====== Data extract
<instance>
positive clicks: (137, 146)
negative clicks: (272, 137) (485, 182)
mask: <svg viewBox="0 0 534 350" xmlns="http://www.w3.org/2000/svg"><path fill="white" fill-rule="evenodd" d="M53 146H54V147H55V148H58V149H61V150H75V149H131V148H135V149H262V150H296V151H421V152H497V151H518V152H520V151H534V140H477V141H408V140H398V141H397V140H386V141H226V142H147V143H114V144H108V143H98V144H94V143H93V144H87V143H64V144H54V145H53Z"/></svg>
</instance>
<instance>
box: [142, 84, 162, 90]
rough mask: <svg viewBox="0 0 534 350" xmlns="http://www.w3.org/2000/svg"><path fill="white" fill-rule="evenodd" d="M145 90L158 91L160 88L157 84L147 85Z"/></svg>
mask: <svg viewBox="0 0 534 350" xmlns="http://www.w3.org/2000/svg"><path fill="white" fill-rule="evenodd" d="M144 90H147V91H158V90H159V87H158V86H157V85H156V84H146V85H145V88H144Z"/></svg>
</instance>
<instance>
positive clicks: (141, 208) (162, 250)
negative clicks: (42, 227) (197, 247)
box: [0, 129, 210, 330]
============
Every line of the material that includes the word "positive" needs to be copied.

Answer to this exercise
positive clicks: (137, 146)
positive clicks: (141, 208) (162, 250)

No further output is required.